*** Extract provided ***

This strategy is, of course, completely voluntary. Should you choose to use it, you must adhere to programming standards and guidelines for maximizing reusability and ensuring consistent programming interfaces.
Binding Contracts
Object-oriented (OO) languages like Java and C++ enforce consistent interfaces by creating a hierarchy of abstract classes and interfaces that must be implemented in order to properly create an object of the desired type with the desired functionality. Since RPG IV is not an OO language, you must find creative ways to enforce an API and thereby ensure that functioning, concrete methods will be available (in your program) for callback processing (similar to callback processing requirements of the SAX API for parsing XML documents, as described in "Fast XML with RPG IV and SAX") from standard reusable services that exist in your API. This is referred to as establishing and enforcing contracts between a service requester and service provider (in this case, bound modules or service programs).
Contracts make reusability and interfaces work by requiring two-way or reciprocal binding commitments between a service requester and a service provider. They ensure that a generic utility or service provider can customize its behavior to meet client application requests by issuing callbacks to requester application functions. The requester application functions are enforced by dependent calls from the service provider (that must be resolved at bind time for successful compilation) to the service requester, to obtain application-specific information. This type of give-and-take exchange is best illustrated in Figure 1, which is discussed and shown later in this article.

*** Extracted records ***

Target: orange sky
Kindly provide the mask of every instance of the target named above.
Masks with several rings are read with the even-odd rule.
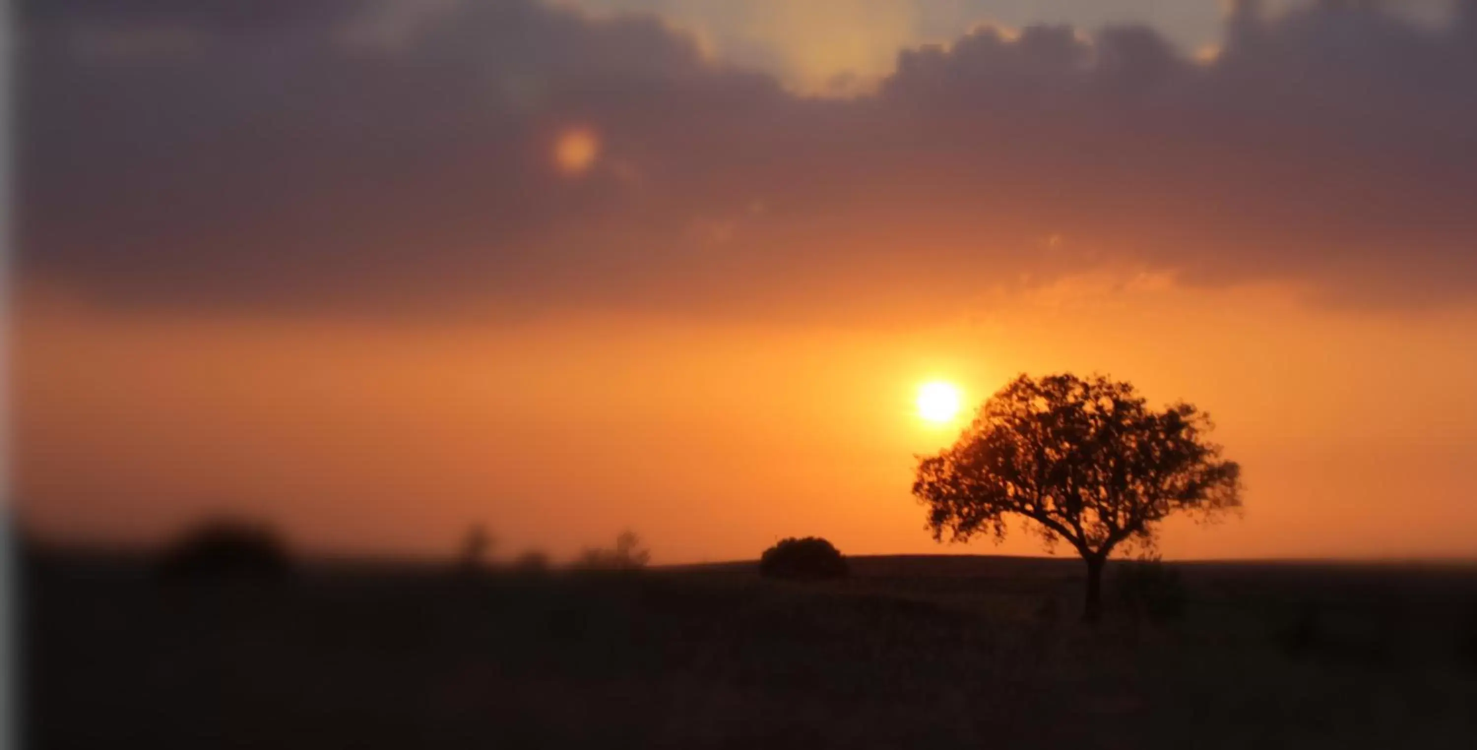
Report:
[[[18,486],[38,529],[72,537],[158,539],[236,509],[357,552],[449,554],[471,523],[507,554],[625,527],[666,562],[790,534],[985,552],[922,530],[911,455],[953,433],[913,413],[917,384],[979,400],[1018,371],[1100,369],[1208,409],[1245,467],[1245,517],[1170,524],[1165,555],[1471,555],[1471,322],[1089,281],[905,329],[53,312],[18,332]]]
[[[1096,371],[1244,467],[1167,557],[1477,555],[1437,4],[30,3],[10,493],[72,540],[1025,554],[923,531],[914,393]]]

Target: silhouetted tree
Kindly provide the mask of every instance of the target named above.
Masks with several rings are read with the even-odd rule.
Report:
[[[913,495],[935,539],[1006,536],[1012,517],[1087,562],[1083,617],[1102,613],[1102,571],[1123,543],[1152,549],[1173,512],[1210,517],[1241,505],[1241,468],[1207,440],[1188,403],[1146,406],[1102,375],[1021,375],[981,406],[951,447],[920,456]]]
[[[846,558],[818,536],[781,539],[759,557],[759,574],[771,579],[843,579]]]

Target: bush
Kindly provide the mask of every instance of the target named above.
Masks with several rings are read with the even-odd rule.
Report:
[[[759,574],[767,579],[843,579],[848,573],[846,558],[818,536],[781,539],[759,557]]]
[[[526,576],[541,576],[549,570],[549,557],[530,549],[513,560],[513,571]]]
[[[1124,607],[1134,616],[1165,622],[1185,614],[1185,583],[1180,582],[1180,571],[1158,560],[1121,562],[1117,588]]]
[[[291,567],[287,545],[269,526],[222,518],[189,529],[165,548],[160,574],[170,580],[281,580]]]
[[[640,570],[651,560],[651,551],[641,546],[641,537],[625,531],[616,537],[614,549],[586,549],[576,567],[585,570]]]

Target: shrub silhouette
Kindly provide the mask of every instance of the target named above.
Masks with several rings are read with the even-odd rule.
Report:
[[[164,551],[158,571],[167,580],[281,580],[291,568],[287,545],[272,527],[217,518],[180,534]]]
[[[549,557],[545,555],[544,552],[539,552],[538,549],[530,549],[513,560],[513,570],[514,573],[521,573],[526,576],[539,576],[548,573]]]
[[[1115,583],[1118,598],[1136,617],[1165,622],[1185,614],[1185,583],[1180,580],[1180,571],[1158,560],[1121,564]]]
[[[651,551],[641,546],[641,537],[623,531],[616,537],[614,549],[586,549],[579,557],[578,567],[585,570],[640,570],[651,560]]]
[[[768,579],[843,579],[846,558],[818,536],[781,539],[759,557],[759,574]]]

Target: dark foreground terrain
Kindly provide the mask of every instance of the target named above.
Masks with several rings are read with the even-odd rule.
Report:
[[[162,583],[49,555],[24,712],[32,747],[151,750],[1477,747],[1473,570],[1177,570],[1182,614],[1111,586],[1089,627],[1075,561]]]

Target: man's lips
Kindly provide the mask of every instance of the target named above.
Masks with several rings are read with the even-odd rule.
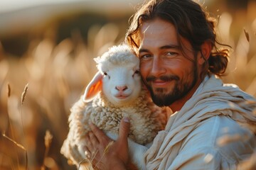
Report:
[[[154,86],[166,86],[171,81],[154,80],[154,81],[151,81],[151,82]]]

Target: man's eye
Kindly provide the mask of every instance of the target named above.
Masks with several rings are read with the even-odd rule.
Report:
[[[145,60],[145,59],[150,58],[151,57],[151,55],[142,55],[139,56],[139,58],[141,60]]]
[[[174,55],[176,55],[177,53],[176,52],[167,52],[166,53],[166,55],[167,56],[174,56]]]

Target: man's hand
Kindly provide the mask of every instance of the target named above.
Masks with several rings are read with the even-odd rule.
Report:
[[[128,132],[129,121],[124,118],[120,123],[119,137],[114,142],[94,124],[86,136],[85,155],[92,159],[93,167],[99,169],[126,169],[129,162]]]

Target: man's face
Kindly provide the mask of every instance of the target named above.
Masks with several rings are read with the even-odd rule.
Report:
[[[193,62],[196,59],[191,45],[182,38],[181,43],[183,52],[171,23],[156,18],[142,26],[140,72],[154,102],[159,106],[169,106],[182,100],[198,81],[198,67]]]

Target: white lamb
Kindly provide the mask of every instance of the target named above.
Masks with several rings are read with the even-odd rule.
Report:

***

Task objective. Extend the passage on binding contracts in RPG IV, beginning right after its last sentence.

Answer below.
Managing Consistency
An alternative (for providing a similar level of service) would be to pass an extensive list of arguments to the service provider when the initial callout request is first made. However, this adds the burden of passing those arguments down through successive calls to other functions that may not need them (or establishing undesirable global variables to retain the data) so that the information is available to the actual servicing functions when and if such services are needed. Besides creating added complexity to the process of maintaining and debugging the application, this strategy imposes no requirement to ensure that programs bind to all those services expected--and in some cases required--to deliver even a minimal set of program features and functionality. This could translate into inconsistent features or feature behavior in programs in the same application group, and consistency is a desirable objective in most development activities.
This is why abstract class and interface constructs have been developed and are so important in Java and C++ worlds and why COM/COM+ and JNI exist to manage interfaces in a mixed-language development environment--to enforce feature consistency and behavior and to improve reusability. "This is fine and dandy," you say, "but how do I translate that into practical terms that can be implemented into my daily RPG IV or C programming requirements?"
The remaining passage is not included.